- WRITTEN PROBLEM: Copy out the records precisely, omitting pictures.

--- Start of SUPPLIED MATERIAL ---

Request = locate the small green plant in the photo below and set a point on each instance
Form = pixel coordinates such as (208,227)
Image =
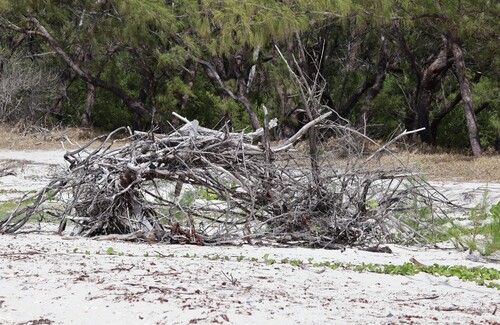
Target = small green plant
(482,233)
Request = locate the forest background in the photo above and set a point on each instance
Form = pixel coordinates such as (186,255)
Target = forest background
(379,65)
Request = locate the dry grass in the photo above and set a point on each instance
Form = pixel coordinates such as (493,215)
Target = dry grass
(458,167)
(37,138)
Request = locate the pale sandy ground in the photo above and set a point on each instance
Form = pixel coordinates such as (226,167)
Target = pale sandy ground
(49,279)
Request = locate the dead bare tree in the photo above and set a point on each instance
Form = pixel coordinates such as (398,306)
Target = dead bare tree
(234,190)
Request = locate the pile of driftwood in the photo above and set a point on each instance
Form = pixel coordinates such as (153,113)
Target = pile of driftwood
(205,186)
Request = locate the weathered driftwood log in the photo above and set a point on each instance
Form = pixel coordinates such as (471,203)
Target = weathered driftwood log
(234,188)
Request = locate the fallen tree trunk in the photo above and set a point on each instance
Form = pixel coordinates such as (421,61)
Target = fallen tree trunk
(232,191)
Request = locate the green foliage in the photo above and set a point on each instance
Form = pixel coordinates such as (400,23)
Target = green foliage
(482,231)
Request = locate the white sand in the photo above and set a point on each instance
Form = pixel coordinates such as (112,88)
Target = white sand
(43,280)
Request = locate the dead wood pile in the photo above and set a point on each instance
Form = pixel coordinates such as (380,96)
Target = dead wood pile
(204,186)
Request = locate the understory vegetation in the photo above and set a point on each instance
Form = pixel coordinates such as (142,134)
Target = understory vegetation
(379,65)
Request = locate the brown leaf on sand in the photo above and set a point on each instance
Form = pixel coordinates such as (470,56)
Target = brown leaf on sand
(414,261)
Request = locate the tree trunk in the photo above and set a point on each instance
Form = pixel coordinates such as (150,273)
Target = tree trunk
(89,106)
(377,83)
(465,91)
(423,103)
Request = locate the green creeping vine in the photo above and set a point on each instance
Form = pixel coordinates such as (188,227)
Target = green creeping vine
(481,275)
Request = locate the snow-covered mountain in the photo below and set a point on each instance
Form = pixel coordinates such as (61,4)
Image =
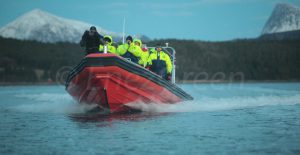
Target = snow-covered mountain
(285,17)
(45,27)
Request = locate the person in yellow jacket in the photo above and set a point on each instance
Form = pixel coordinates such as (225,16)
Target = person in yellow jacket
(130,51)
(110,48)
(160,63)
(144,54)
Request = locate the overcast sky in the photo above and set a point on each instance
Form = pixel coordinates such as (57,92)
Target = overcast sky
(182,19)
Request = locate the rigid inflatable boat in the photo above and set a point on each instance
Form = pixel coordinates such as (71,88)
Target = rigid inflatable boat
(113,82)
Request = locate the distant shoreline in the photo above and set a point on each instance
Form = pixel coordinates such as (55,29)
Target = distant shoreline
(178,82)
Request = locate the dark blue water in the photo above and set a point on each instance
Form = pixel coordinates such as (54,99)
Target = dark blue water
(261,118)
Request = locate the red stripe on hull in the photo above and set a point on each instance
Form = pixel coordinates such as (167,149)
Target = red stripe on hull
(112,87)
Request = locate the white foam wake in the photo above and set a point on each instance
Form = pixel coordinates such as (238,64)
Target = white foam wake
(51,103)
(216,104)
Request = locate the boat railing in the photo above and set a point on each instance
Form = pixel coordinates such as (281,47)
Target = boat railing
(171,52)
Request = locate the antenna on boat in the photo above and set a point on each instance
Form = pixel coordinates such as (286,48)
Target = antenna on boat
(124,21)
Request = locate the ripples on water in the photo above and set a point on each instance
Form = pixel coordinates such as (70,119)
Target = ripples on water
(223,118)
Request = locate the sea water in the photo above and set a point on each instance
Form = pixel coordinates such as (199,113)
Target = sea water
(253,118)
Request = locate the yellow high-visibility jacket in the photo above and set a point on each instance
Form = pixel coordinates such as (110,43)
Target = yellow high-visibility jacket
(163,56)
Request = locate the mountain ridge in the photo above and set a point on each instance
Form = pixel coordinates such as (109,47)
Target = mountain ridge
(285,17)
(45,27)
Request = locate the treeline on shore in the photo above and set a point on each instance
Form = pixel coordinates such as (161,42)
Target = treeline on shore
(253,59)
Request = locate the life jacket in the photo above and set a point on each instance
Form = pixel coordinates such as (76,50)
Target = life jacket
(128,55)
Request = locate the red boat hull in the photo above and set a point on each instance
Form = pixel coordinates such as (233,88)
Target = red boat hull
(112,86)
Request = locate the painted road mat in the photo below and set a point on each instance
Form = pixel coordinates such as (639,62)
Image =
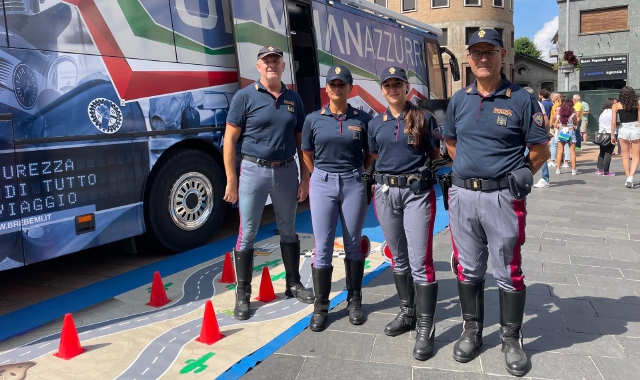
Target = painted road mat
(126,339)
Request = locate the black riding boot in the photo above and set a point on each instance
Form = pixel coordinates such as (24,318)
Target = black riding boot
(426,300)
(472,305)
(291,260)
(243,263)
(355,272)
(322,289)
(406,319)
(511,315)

--- End of SUPPLIED MATERIAL ---

- ANSWER:
Request = locate the small green plant in the photo below and set a point on each instance
Form = pixel coordinates such as (208,227)
Image =
Target = small green plant
(482,233)
Request = locate the forest background in the photo above and set a point on each instance
Form = pixel coordinates such as (186,255)
Target = forest background
(379,65)
Request = locate the dry grass in the photo above and set a point on each instance
Form = pixel coordinates such as (493,215)
Target = dry grass
(458,167)
(37,138)
Request = locate the pale sandy ground in the photo above and set a point on each instance
Form = pixel coordinates such as (226,167)
Target = pale sandy ground
(49,279)
Request = locate the dead bare tree in the photo above and set a point on each instance
Form = pixel coordinates such as (398,306)
Target = dead bare tree
(234,190)
Request = locate the pile of driftwood in the photo above and set a point on each instance
Form = pixel coordinates such as (153,113)
Target = pile of driftwood
(205,186)
Request = locate the weathered driftwood log in the photo above and set a point on each instance
Form = pixel coordinates such as (471,203)
Target = weathered driftwood log
(234,188)
Request = locate the fallen tree trunk in the photo above and set a point on each instance
Form = pixel coordinates such as (421,61)
Target = fallen tree trunk
(232,191)
Request = locate the green foliage in the photo above and set a point on each instance
Form = pixel coordinates such as (400,23)
Target = green foliage
(482,231)
Request = locate the white sand in the photo above and set a point on each instance
Form = pixel coordinates such as (112,88)
Target = white sand
(43,280)
Request = locate the dead wood pile in the photo above and set a point on each instance
Form = pixel coordinates such as (380,96)
Target = dead wood pile
(204,186)
Request = locate the understory vegetation in the photo above and set a point on each instance
Form = pixel coordinates such as (142,134)
Target = understory vegetation
(379,65)
Request = locate the brown leaf on sand in the photo above and set a point on each instance
Form = pixel coordinates such as (470,56)
Target = brown leaf on sand
(414,261)
Request = locate the tree trunk in the photo above and set a point on each instance
Form = pixel coordinates such as (150,273)
Target = tree trunk
(89,106)
(377,83)
(465,91)
(423,103)
Request = locate the green creeping vine in the photo above and set a point on each instance
Form = pixel coordinates such as (188,227)
Target = green creeping vine
(481,275)
Request = locate the snow-covered mountain in the photo below and set a point on each instance
Form = pixel coordinates such as (61,4)
Image =
Target = snow-covered mountain
(285,17)
(45,27)
Request = locate the person in yellow jacket in the photo above and set a point on each instance
Form = pixel coordinates such as (225,16)
Target = person in yellow jacket
(130,51)
(110,48)
(160,63)
(144,54)
Request = locate the overcast sky in the photo above and set a point on each instance
Form = pixel coordinates such as (57,92)
Target = overcast sky
(182,19)
Request = locate the rigid inflatable boat in the photo above and set a point on each instance
Form = pixel coordinates such as (71,88)
Target = rigid inflatable boat
(113,82)
Request = locate the distant shoreline in the photo above and set a point on each instance
Form = pixel coordinates such as (55,29)
Target = distant shoreline
(178,82)
Request = locate the dark blue water in the photo above and set a point on each instance
Form = pixel coordinates such as (54,99)
Target = dark blue water
(261,118)
Request = locate the red stripe on hull in the photo above and set a point on each instance
Form = pixel coordinates such as (167,149)
Target = red stripe on hull
(112,87)
Request = locate the white foam wake in the photo above and set a point on each instance
Form = pixel coordinates such as (238,64)
Target = white foam wake
(51,103)
(216,104)
Request = locate the boat railing in the photo above and set a point on each instance
Form = pixel coordinates such as (281,47)
Target = boat railing
(171,52)
Request = locate the antenna on boat in the photo above and set a point on each instance
Form = pixel coordinates such as (286,48)
Target = antenna on boat
(124,21)
Request = locate the ripples on water in the photo above and set a point on each instance
Form = pixel coordinates such as (70,119)
Target = ripples on water
(223,118)
Request = locate the sea water in the photo above and set a point on each instance
Form = pixel coordinates such as (199,113)
Target = sea water
(253,118)
Request = locate the yellow high-visibility jacket in the photo above and set a point on each instance
Form = pixel coordinates such as (110,43)
Target = yellow high-visibility jacket
(163,56)
Request = locate the mountain ridge in the photo above and set a point on each instance
Form = pixel coordinates such as (109,47)
Target = mountain ridge
(285,17)
(45,27)
Request = locate the treeline on shore in the photo above and set a point on each instance
Form = pixel coordinates such as (161,42)
Target = treeline on shore
(253,59)
Request = locate the life jacket in the photo above and set a point on each instance
Form = pixel coordinates such as (76,50)
Target = life jacket
(128,55)
Request = locate the red boat hull in the photo above and set a point on each instance
Form = pixel coordinates such as (233,88)
Target = red boat hull
(112,86)
Request = locate the painted road mat in the photo below and set a point on each instance
Form = pixel coordinates such as (639,62)
Image =
Target = painted road mat
(126,339)
Request = locate the black riding boot in the photo above and set a point on each instance
Form = pixel coordinates such as (24,318)
Target = black riding boot
(426,300)
(472,305)
(291,260)
(243,263)
(355,272)
(322,289)
(406,319)
(511,315)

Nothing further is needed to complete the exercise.